Eksistensi Pak Harto dengan dunia kejawen sudah lama dikenal orang. Hanya saja, seberapa jauh keakrabannya dengan aspek-aspek kejawen itulah yang masih dangkal diketahui.

Dia masih tetap melakoni kehidupan dunia Jawa yang tulen. Bentuknya, seperti melaksanakan puasa, tidak makan, tidak minum, tidak meninggalkan warisan leluhur seperti menggelar upacara selamatan bagi keluarganya.

Masih ingat ketika pernikahan cucunya, Danny Rukmana (anak Mbak Tutut-Indra Rukmana) dengan Lulu Luciana Tobing yang asal Batak, berbusana Jawa yang tulen.

Soeharto tetap menyelenggarakan upacara tradisional Jawa untuk berbagai acara seperti acara kelahiran, ulang tahun, pernikahan, maupun acara kematian.

Seorang sejarawan asing, MC Ricklefs, melukiskan Soeharto sebagai sosok yang sangat memercayai klenik kebatinan Jawa pedalaman yang kental. Sebuah klenik yang hanya mengakui Islam dalam bentuk yang lebih esoteris dan hukum agama hanya memiliki kekuatan kecil.

Adik tiri Pak Harto, H Probosutedjo, mengakui, ilmu klenik kadang-kadang disampaikan melalui cara berbisik-bisik. Itulah sebabnya disebut ilmu klenik atau ilmu kebatinan.

Probo menggambarkan, penyampaian ilmu klenik ini seperti orang membaca di tempat ramai atau di dalam kereta api, di atas bus, di pesawat terbang. Tidak diucapkan, tetapi hanya dengan batin. Tidak bersuara pula. Bahkan bibirnya pun tidak bergerak sama sekali.

Gara-gara praktik penyampaiannya yang ’mencurigakan’ inilah, sehingga Belanda pernah melarang. Apatah lagi ilmu ini sering diajarkan di tempat-tempat sepi seperti di pemakaman dan pegunungan terpencil.

Selama 32 tahun berkuasa, Pak Harto memiliki tidak kurang dari seribu dukun, paranormal, wong pinter, dan guru spiritual. Untuk menjaga keawetan daya kleniknya, Pak Harto sering berpuasa setiap sebelum 17 Agustus atau pada hari-hari penting lainnya.

Dia pun dikelilingi benda-benda pusaka dari zaman lampau. Maksudnya, untuk meminjam kekuatan magis benda-benda itu. Dia pun sering nyekar ke tempat-tempat yang dikenal keramat.

Kenyataan inilah yang menyebabkan banyak orang segan pada Pak Harto. Bahkan, banyak tersebar, Pak Harto memiliki dukun ampuh di mana-mana, membuat banyak orang tak berani main-main. Padahal, dukun itu adalah orang biasa yang mampu berkomunikasi dengan kekuatan gaib.

■ Data yang Ditampilkan ■
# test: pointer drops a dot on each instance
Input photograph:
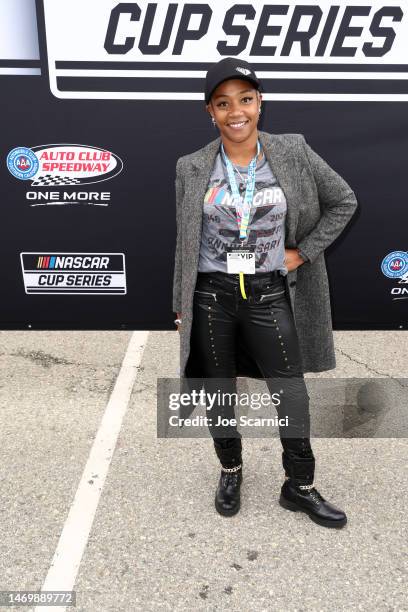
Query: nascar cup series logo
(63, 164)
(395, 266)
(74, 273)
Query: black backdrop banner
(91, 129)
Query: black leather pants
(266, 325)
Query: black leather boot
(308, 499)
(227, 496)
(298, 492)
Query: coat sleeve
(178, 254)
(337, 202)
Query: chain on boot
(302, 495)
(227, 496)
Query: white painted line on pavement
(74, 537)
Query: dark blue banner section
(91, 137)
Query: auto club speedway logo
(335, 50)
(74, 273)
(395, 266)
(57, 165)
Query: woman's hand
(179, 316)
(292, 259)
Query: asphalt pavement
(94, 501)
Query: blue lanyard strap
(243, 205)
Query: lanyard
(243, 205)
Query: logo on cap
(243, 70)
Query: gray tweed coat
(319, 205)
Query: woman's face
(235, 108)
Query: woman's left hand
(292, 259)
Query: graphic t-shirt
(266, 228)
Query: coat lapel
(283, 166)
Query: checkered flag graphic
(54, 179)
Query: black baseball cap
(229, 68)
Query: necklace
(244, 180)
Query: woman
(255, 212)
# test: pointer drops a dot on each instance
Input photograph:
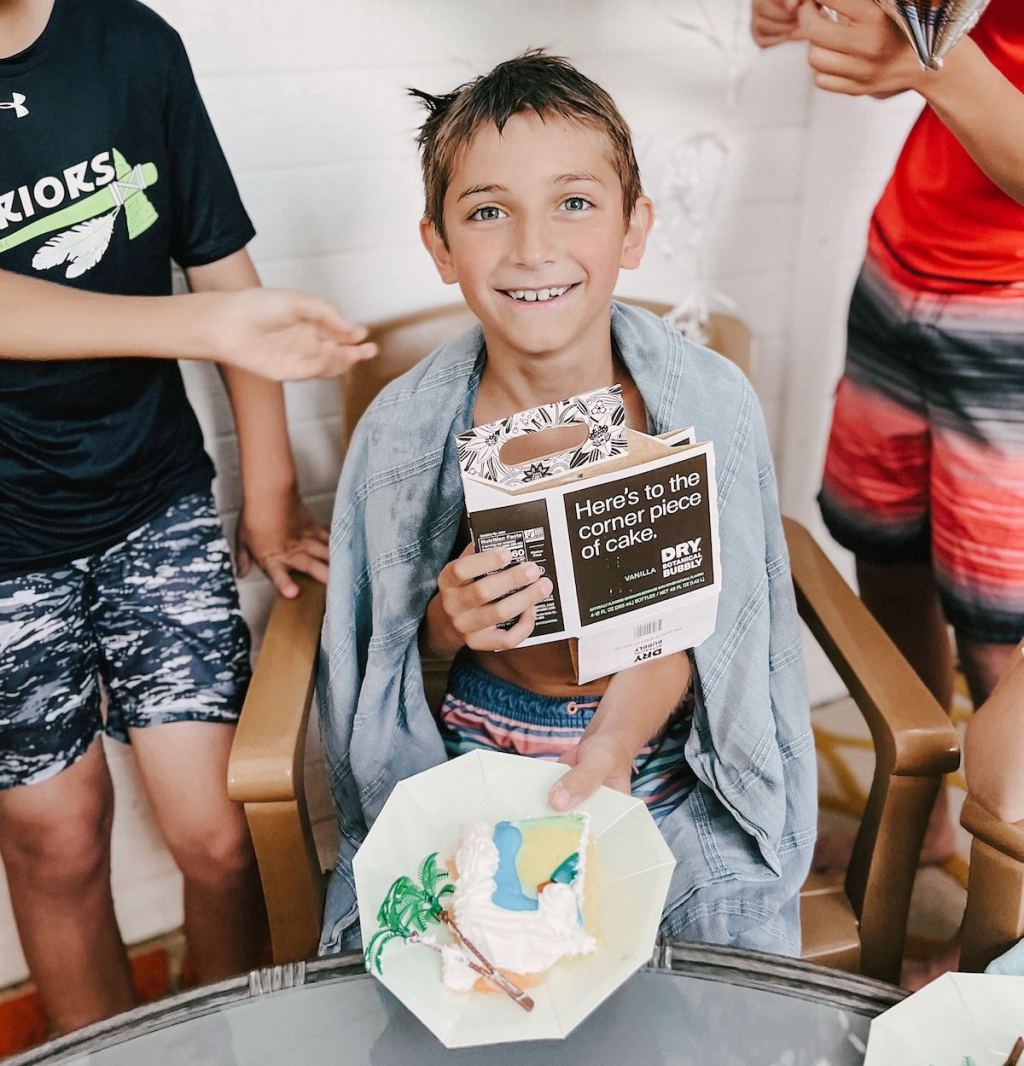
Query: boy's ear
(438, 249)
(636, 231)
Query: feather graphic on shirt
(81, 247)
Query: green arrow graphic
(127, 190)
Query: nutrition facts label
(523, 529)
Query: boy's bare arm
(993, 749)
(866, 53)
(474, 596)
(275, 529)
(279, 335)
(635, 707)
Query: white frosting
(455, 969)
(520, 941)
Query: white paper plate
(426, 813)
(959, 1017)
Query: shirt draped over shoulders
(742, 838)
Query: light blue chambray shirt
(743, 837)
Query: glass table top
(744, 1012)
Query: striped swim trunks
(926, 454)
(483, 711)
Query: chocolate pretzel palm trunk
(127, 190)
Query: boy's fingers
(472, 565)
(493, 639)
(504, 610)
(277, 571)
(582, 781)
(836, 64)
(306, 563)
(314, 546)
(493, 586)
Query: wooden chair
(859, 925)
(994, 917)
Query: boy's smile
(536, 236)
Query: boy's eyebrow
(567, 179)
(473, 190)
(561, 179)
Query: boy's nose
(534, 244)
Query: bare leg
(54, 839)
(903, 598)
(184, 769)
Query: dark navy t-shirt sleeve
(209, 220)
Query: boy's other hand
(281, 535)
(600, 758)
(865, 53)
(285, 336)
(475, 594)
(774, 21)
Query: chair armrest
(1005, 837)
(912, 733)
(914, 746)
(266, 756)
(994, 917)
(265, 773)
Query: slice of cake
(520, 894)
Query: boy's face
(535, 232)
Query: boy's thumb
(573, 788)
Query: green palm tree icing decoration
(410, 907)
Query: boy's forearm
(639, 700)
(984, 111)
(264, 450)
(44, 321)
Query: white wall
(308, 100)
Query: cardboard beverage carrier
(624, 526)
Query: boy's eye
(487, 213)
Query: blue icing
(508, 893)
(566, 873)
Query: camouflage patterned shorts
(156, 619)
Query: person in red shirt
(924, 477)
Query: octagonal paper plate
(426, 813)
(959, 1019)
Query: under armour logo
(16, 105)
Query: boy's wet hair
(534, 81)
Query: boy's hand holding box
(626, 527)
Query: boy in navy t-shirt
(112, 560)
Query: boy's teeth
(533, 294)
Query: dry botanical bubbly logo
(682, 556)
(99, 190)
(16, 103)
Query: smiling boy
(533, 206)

■ Latihan Tertulis 1 ■
Jawab pertanyaan berikut berdasarkan teks tentang Pak Harto, dengan tanda yang sama:
(a) Siapa sejarawan asing yang melukiskan Soeharto sebagai sosok yang sangat memercayai klenik kebatinan Jawa pedalaman?
(b) Berapa jumlah dukun, paranormal, wong pinter, dan guru spiritual yang dimiliki Pak Harto selama 32 tahun berkuasa?
(c) Kapan Pak Harto sering berpuasa untuk menjaga keawetan daya kleniknya?
■ Latihan Tertulis 2 ■
Tentukan apakah setiap pernyataan berikut sesuai dengan teks tentang Pak Harto. Jawab ya atau tidak, lalu kutip kata-kata teks yang menentukannya.
(a) Belanda pernah melarang ilmu klenik.
(b) H Probosutedjo adalah kakak kandung Pak Harto.
(c) Lulu Luciana Tobing berasal dari Jawa.
■ Latihan Tertulis 3 ■
Tuliskan lanjutan teks tentang Pak Harto, dimulai setelah kalimat terakhirnya.
Entri di atas adalah bahan tersendiri yang terpisah dari teks tentang Pak Harto.

■ Jawaban yang Diharapkan 1 ■
(a) MC Ricklefs.
(b) Tidak kurang dari seribu.
(c) Setiap sebelum 17 Agustus atau pada hari-hari penting lainnya.

■ Jawaban yang Diharapkan 2 ■
(a) Ya: "sehingga Belanda pernah melarang".
(b) Tidak: "Adik tiri Pak Harto, H Probosutedjo".
(c) Tidak: "Lulu Luciana Tobing yang asal Batak".

■ Jawaban yang Diharapkan 3 ■
Kekentalan Pak Harto dengan kekuatan spiritual Jawa juga ditandai dengan seringnya beliau mengambil contoh dalam kisah pewayangan. Salah satu tokoh yang selalu diibaratkannya adalah Semar. Semar ini selalu dikaitkan dengan mesem, tersenyum. Dari nama itulah, dia menggunakan Surat Perintah Sebelas Maret dengan singkatan Super Semar.

Tokoh Semar secara tidak langsung telah memberi inspirasi pada momentum pada hari itu, saat Presiden Soekarno memberi kekuasaan pada Letnan Jenderal Soeharto untuk mengambil tindakan yang dianggap perlu demi terjaminnya keamanan, ketenangan serta kestabilan jalannya pemerintahan, termasuk menjamin keselamatan pribadi dan kewibawaan presiden.

Dalam setiap fotonya, di mana pun, termasuk di lembaran uang kertas, wajah Soeharto selalu mesem. Dia selalu tersenyum. Strategi ini konon ia pelajari dari ilmu Suryomentaram.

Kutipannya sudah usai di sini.